• **EXERCISE DESCRIPTION**
From the forum thread about getting kicked by horses, copy the passage that begins with the words "next thing I" and ends with the words "(Aug 12, 2010)".

• **SELECTED EXCERPT**
--*--

I guess I learned a lesson. I let my guard down because I know our horses. I didn't think of him acting out of character. At least not towards me. 

So anyone else have a story of getting kicked?
_Posted via Mobile Device_


----------



## Skyseternalangel (Jul 23, 2011)

One occasion.. had a foal kick me in the pelvis. Hurt like heck, couldn't sit or lay or anything for days without pain. 

She was fresh when I was leading her and whapped me a good one. I made sure she never thought about doing that again.. 

Hope you're okay!


----------



## waresbear (Jun 18, 2011)

Oh my!! Glad you are somewhat ok! I haven't ever been kicked hard enough to drop me (knock on wood) but I have been kicked before a few times, once on my thigh & it left a dent there for years, was teaching a young horse to pick up her feet, needless to say she never did it again. The funniest time, funny because it didn't hurt, was my daughter & I were admiring a day colt. I was petting him then all of a sudden he bared his gums at me & twirled around & kicked me in the ribs, I jumped back so he barely grazed me. I booted him right back but my kick was harder than his because he ran to mom & started frantically sucking her teats. I am surprised he felt my kick as me & my daughter had tears in our eyes from laughing so hard after seeing
his bared gums! And no, for the 4 years I owned him, he never offered to kick or bit again.
_Posted via Mobile Device_


----------



## Susan Crumrine (Oct 5, 2009)

Yes! I had a BLM mustang mare, a big, draft cross looking palomino, and she foaled in the early spring, it was cold and a little rainy so the vet said to put them in the barn. When we got to the gate, the little foal was first, summer and I behind him.
I just thought "I will push him in there and she will follow.." started to push/herd him in and heard hoofbeats...
next thing I know I am flying backwards about 10 feet...LOL
My husband saw me go flying from across the field and came flying in the tractor.
We laugh about it now but it could have been serious.


----------



## Chiilaa (Aug 12, 2010)

Yup. Copped a double barrel to the face. I wish I was joking.

--*--

• **INFORMATION GIVEN**
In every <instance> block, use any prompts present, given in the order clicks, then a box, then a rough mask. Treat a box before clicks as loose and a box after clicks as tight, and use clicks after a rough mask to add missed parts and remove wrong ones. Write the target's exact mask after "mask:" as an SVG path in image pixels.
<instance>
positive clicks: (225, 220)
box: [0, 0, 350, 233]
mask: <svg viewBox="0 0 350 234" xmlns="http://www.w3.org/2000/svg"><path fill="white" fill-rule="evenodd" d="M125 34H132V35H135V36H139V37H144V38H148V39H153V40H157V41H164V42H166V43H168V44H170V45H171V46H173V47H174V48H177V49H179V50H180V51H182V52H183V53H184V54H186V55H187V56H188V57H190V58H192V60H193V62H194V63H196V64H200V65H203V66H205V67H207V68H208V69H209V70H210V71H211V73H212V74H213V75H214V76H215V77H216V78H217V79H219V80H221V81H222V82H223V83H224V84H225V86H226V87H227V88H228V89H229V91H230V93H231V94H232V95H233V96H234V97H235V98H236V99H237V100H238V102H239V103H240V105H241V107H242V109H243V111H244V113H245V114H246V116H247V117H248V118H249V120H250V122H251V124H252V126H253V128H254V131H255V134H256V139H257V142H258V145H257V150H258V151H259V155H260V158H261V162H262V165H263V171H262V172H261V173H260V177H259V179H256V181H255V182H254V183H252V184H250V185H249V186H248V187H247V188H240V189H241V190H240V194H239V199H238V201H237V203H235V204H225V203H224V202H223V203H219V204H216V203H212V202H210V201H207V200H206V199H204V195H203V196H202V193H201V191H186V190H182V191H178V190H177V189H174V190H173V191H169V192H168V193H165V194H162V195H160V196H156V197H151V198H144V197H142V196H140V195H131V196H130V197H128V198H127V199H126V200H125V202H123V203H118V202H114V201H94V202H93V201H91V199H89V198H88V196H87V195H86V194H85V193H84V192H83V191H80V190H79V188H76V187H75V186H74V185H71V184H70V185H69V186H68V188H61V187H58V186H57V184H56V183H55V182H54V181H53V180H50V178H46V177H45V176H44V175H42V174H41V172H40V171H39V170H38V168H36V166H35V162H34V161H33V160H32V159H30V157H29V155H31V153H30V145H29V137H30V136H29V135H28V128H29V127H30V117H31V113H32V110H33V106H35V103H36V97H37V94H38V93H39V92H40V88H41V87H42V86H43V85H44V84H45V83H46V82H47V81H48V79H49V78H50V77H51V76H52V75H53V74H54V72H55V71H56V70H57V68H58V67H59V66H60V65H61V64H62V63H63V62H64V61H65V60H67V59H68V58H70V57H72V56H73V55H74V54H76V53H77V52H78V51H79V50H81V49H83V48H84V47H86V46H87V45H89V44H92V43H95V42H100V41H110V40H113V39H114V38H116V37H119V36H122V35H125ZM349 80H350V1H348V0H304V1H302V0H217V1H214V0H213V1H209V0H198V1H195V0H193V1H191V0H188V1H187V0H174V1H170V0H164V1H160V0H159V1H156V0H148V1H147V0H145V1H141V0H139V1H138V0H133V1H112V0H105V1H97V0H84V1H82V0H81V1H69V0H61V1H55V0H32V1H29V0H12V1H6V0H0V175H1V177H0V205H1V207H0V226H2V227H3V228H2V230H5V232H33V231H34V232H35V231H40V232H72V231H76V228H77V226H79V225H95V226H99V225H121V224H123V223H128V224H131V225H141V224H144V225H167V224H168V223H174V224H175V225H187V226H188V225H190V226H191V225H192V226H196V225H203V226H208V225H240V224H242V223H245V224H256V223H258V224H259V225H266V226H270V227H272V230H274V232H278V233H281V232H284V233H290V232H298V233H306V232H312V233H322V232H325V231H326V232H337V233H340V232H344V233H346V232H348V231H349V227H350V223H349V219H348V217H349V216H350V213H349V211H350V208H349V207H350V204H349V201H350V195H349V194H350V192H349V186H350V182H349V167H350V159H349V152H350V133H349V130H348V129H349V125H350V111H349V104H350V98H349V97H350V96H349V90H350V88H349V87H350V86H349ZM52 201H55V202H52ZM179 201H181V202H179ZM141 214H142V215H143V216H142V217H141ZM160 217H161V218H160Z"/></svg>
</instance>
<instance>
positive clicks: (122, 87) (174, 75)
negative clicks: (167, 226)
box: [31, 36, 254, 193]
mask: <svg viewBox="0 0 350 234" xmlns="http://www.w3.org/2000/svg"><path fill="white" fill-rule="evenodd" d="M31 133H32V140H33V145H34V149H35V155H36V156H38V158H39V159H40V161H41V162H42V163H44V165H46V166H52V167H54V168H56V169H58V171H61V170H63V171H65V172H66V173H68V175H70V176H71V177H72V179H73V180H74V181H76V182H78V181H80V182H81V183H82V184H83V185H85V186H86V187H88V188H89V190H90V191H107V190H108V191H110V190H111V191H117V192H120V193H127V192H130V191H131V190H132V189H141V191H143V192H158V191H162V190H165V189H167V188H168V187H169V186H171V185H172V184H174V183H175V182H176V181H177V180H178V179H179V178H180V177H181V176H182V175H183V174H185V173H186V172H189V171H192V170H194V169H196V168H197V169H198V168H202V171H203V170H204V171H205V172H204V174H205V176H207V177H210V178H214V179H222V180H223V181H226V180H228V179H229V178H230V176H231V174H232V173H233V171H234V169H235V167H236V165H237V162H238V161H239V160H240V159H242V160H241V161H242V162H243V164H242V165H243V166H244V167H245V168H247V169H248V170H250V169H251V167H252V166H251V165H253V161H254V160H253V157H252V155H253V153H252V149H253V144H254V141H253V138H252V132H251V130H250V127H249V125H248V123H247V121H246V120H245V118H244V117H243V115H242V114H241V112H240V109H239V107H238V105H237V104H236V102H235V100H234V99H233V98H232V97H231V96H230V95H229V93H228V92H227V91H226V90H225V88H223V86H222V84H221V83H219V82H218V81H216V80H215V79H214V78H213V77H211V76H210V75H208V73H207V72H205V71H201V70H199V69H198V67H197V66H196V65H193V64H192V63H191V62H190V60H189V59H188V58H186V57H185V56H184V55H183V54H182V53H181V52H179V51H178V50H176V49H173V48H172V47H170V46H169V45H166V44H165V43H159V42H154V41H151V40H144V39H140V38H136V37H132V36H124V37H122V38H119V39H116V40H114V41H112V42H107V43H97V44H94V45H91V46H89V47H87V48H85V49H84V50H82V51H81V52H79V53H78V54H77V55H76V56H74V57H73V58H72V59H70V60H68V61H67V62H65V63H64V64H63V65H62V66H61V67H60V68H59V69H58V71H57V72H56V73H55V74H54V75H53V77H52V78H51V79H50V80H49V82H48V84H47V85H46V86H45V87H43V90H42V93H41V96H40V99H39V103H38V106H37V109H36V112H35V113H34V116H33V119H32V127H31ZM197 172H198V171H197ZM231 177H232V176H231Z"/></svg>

--*--

• **TASK RESULT**
next thing I know I am flying backwards about 10 feet...LOL
My husband saw me go flying from across the field and came flying in the tractor.
We laugh about it now but it could have been serious.


----------



## Chiilaa (Aug 12, 2010)